WRITTEN INSTRUCTION:
Rewrite the lines starting at the first one and ending at the line that contains "351 208 L 405", requests included, and shift every coordinate in the recorded masks by -97.

========

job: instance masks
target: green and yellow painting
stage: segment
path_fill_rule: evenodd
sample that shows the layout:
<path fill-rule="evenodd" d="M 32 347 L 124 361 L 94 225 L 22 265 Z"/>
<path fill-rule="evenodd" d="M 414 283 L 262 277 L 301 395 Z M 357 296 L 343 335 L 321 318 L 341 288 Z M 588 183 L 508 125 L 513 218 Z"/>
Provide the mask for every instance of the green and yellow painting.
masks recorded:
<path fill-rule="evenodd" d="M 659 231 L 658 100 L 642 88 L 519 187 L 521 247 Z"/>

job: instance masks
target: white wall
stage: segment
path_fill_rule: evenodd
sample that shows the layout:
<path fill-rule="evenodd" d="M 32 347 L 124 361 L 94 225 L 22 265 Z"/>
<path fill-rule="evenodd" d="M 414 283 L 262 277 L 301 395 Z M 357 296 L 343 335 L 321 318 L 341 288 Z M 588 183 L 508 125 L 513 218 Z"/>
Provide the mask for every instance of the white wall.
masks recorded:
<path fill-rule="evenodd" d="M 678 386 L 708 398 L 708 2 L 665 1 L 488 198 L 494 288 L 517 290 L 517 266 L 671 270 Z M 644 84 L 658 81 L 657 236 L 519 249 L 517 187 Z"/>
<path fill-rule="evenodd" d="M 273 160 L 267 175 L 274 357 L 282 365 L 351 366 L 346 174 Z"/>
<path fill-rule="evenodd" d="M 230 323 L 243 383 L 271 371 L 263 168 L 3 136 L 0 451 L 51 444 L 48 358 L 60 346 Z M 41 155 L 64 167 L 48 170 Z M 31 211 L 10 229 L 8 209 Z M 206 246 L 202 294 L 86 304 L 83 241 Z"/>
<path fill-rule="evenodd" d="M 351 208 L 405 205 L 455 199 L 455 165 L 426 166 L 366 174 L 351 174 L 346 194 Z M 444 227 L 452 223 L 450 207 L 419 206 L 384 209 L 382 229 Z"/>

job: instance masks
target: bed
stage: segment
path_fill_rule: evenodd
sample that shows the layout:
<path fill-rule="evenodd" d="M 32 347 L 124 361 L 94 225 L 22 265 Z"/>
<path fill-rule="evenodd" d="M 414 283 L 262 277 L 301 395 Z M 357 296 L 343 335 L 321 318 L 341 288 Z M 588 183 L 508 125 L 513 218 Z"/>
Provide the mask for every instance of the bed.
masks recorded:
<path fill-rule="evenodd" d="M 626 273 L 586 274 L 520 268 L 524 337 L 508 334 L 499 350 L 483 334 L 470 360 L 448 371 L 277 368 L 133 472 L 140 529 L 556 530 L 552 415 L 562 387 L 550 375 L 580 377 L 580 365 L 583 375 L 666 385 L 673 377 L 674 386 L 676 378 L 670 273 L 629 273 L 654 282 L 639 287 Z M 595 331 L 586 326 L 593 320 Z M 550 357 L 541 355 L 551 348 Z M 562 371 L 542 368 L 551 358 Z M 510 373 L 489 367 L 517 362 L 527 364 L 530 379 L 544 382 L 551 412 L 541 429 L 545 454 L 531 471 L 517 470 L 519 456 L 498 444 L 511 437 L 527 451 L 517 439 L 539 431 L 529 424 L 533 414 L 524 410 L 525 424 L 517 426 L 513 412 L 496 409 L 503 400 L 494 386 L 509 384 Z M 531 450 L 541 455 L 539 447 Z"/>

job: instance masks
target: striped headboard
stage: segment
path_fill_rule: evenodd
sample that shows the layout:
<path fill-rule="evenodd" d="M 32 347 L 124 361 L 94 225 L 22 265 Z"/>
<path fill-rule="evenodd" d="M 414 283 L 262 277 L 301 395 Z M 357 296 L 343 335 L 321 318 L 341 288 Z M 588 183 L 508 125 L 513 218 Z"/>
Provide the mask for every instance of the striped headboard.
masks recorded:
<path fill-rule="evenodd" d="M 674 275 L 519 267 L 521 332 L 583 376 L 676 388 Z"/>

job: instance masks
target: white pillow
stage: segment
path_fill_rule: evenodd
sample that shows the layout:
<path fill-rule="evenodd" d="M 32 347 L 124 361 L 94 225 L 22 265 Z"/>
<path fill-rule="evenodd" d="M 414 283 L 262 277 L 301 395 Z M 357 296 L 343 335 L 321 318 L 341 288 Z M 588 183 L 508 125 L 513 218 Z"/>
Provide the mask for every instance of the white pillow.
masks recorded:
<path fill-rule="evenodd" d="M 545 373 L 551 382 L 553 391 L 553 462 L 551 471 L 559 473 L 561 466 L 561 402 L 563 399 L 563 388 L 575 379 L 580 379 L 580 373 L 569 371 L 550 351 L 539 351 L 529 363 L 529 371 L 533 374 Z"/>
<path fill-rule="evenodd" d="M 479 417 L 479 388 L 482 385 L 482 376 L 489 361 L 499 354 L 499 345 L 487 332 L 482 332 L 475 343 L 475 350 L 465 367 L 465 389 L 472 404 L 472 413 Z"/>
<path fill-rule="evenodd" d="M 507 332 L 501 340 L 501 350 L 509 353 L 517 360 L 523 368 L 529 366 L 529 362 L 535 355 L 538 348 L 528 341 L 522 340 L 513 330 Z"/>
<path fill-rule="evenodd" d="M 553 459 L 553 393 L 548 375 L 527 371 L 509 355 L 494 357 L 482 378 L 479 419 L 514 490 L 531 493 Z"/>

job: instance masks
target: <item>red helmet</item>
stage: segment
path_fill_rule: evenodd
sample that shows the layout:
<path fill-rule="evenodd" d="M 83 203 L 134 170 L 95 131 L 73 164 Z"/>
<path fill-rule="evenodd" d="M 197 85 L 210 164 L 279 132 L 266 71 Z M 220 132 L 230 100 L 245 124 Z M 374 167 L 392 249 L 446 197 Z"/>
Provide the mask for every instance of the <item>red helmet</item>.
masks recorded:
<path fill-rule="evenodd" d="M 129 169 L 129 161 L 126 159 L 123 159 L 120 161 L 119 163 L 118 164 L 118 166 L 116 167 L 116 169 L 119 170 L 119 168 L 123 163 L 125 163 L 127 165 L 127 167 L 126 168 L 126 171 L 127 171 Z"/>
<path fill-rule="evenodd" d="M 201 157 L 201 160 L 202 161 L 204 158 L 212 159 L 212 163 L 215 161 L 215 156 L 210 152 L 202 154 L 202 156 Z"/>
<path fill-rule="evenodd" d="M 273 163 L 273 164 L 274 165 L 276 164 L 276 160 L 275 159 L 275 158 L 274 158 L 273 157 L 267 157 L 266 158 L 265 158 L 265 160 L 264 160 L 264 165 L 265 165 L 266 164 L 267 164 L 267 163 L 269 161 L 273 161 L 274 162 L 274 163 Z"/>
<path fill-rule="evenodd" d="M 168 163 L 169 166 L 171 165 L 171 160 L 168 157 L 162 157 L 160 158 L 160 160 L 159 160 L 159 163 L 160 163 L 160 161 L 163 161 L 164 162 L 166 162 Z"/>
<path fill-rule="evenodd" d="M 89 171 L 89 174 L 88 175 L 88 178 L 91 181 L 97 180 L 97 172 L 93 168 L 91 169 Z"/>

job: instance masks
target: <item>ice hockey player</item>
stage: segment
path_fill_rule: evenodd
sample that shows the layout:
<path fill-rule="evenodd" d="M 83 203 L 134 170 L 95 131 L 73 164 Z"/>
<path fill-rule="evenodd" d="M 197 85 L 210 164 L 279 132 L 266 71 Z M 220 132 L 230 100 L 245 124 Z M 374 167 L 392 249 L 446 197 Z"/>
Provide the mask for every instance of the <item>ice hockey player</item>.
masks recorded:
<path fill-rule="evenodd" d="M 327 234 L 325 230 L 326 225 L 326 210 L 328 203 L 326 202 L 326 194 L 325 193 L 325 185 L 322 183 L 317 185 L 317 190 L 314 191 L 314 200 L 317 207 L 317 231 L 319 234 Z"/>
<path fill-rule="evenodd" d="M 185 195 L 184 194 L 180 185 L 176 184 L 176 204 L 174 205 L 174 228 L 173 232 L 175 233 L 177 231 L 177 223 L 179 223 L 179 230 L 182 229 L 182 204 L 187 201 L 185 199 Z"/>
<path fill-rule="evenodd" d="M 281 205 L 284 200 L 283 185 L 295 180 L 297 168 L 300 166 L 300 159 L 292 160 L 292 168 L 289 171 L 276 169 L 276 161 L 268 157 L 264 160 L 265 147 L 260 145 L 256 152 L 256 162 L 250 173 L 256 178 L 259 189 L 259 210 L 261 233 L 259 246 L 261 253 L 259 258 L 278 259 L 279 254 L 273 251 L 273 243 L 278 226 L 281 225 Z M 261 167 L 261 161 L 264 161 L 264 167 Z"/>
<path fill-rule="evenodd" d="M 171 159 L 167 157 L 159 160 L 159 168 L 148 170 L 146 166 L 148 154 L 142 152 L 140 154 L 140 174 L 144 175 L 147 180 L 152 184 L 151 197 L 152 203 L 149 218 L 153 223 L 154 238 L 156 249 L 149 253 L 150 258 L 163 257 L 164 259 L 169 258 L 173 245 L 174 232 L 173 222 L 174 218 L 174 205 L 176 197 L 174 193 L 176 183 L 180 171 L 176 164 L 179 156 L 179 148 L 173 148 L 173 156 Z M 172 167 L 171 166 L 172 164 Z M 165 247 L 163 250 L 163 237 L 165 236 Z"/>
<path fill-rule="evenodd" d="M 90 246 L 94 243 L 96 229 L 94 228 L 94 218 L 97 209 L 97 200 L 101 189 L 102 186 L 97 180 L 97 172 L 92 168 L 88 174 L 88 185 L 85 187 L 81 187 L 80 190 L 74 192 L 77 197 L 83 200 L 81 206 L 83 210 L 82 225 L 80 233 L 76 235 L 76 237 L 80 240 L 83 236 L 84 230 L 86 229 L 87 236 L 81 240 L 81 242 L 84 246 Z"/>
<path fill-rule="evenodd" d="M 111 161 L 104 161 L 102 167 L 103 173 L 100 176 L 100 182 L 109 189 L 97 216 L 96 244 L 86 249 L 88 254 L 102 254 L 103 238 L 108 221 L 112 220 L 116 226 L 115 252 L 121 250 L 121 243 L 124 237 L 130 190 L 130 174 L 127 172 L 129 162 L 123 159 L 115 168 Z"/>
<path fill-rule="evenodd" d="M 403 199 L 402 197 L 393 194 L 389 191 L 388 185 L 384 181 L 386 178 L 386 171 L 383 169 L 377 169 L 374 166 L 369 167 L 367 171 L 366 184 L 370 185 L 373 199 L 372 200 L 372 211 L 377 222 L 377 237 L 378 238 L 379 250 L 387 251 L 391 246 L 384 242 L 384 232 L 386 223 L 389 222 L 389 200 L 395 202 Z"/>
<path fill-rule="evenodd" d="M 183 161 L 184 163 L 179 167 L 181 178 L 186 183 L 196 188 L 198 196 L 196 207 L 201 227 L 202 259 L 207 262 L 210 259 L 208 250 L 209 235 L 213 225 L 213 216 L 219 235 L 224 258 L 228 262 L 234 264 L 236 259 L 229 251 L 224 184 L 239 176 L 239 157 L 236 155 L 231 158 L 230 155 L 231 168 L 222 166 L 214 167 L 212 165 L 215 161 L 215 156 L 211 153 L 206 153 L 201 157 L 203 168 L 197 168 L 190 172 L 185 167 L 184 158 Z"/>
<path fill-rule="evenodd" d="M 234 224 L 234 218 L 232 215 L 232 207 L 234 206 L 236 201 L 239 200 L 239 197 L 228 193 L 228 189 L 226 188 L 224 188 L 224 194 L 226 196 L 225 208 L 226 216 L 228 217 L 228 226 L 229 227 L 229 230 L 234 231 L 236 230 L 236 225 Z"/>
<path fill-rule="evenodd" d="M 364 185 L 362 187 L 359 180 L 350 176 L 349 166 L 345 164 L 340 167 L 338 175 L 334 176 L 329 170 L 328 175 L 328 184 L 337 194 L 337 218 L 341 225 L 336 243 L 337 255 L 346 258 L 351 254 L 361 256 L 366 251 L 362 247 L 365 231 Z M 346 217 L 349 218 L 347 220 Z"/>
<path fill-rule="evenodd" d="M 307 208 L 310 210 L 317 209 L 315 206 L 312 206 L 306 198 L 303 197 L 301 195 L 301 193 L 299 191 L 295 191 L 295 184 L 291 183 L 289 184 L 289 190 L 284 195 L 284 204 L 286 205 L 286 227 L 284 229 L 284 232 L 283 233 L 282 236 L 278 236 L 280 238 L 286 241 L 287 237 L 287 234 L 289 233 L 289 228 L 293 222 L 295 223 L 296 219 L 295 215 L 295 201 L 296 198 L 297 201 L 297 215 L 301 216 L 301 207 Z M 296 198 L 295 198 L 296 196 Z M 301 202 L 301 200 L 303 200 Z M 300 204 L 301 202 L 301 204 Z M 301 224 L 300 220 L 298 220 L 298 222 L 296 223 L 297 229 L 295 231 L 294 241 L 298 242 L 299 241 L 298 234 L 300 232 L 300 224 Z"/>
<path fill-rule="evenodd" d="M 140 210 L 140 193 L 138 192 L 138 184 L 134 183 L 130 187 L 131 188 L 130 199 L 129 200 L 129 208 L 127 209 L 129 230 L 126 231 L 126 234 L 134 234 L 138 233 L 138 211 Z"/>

========

TASK OUTPUT:
job: instance masks
target: green and yellow painting
stage: segment
path_fill_rule: evenodd
sample that shows the layout:
<path fill-rule="evenodd" d="M 32 347 L 124 361 L 94 225 L 22 265 Z"/>
<path fill-rule="evenodd" d="M 414 283 L 262 277 L 301 395 Z M 357 296 L 343 335 L 321 318 L 341 288 Z M 588 183 L 508 125 L 513 218 Z"/>
Provide the mask for every instance of the green and yellow painting.
masks recorded:
<path fill-rule="evenodd" d="M 562 134 L 561 3 L 545 -9 L 422 90 L 424 150 Z"/>

job: instance masks
target: white wall
stage: segment
path_fill_rule: evenodd
sample that shows the layout:
<path fill-rule="evenodd" d="M 32 347 L 124 361 L 94 225 L 22 265 Z"/>
<path fill-rule="evenodd" d="M 414 283 L 262 277 L 301 395 Z M 357 296 L 343 335 L 321 318 L 341 288 Z M 588 183 L 508 125 L 513 218 Z"/>
Provide the mask for every instance of the white wall.
masks recorded:
<path fill-rule="evenodd" d="M 581 289 L 611 301 L 611 -95 L 568 -96 L 391 101 L 397 191 L 420 193 L 420 169 L 574 173 Z M 547 -13 L 561 -16 L 560 139 L 422 152 L 420 90 Z"/>
<path fill-rule="evenodd" d="M 176 63 L 170 78 L 177 260 L 185 268 L 254 269 L 249 77 Z"/>
<path fill-rule="evenodd" d="M 133 226 L 146 286 L 174 274 L 166 71 L -94 39 L -97 354 L -46 347 L -49 261 L -37 249 Z M -56 58 L -33 70 L -49 73 Z M -66 114 L -87 132 L -89 112 Z M 109 149 L 105 197 L -11 207 L -14 144 Z"/>
<path fill-rule="evenodd" d="M 254 111 L 308 108 L 358 102 L 358 68 L 329 69 L 269 77 L 254 77 L 249 97 Z M 347 130 L 355 126 L 353 110 L 322 109 L 287 112 L 285 132 Z"/>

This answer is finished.